Perintah Tugas
Ganti nama "shaded leaf" menjadi "shadowed leaf" di seluruh entri berikut. Tulis ulang semua baris tanpa mengubah bagian lainnya.
======== Data Entri ========
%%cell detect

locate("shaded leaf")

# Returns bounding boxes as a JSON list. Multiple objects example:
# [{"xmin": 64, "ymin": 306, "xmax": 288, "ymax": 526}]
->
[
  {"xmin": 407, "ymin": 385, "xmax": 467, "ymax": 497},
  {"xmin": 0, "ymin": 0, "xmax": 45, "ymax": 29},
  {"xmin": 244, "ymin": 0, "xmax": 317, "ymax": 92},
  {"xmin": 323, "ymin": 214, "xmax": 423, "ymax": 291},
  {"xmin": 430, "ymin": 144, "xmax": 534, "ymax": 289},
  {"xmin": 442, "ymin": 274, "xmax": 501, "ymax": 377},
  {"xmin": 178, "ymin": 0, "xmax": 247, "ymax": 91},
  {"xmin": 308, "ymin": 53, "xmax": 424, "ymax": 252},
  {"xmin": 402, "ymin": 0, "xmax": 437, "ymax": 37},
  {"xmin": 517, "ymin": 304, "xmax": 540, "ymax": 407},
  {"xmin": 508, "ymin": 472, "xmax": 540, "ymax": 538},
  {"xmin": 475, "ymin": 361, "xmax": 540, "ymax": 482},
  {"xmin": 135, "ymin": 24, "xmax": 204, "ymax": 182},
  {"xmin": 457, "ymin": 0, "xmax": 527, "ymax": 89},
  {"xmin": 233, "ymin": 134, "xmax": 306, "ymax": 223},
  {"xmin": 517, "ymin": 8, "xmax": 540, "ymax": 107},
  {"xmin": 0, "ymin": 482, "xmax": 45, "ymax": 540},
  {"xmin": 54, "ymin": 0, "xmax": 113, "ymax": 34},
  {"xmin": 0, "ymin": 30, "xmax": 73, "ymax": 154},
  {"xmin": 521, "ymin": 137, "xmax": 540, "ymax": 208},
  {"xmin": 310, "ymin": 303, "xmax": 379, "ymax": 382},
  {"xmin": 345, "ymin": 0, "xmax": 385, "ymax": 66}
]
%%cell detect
========
Hasil Tugas
%%cell detect

locate("shadowed leaf")

# Returns bounding boxes as a JSON list. Multiple objects example:
# [{"xmin": 64, "ymin": 306, "xmax": 288, "ymax": 526}]
->
[
  {"xmin": 407, "ymin": 385, "xmax": 467, "ymax": 497},
  {"xmin": 0, "ymin": 0, "xmax": 45, "ymax": 29},
  {"xmin": 244, "ymin": 0, "xmax": 317, "ymax": 92},
  {"xmin": 323, "ymin": 214, "xmax": 423, "ymax": 291},
  {"xmin": 430, "ymin": 144, "xmax": 534, "ymax": 289},
  {"xmin": 442, "ymin": 274, "xmax": 501, "ymax": 377},
  {"xmin": 178, "ymin": 0, "xmax": 247, "ymax": 91},
  {"xmin": 308, "ymin": 53, "xmax": 424, "ymax": 252},
  {"xmin": 402, "ymin": 0, "xmax": 437, "ymax": 37},
  {"xmin": 517, "ymin": 304, "xmax": 540, "ymax": 407},
  {"xmin": 508, "ymin": 472, "xmax": 540, "ymax": 538},
  {"xmin": 475, "ymin": 361, "xmax": 540, "ymax": 482},
  {"xmin": 135, "ymin": 24, "xmax": 204, "ymax": 182},
  {"xmin": 457, "ymin": 0, "xmax": 527, "ymax": 89},
  {"xmin": 233, "ymin": 134, "xmax": 306, "ymax": 223},
  {"xmin": 517, "ymin": 8, "xmax": 540, "ymax": 107},
  {"xmin": 0, "ymin": 482, "xmax": 45, "ymax": 540},
  {"xmin": 54, "ymin": 0, "xmax": 113, "ymax": 34},
  {"xmin": 0, "ymin": 30, "xmax": 73, "ymax": 154},
  {"xmin": 521, "ymin": 137, "xmax": 540, "ymax": 208},
  {"xmin": 310, "ymin": 303, "xmax": 379, "ymax": 382},
  {"xmin": 345, "ymin": 0, "xmax": 385, "ymax": 66}
]
%%cell detect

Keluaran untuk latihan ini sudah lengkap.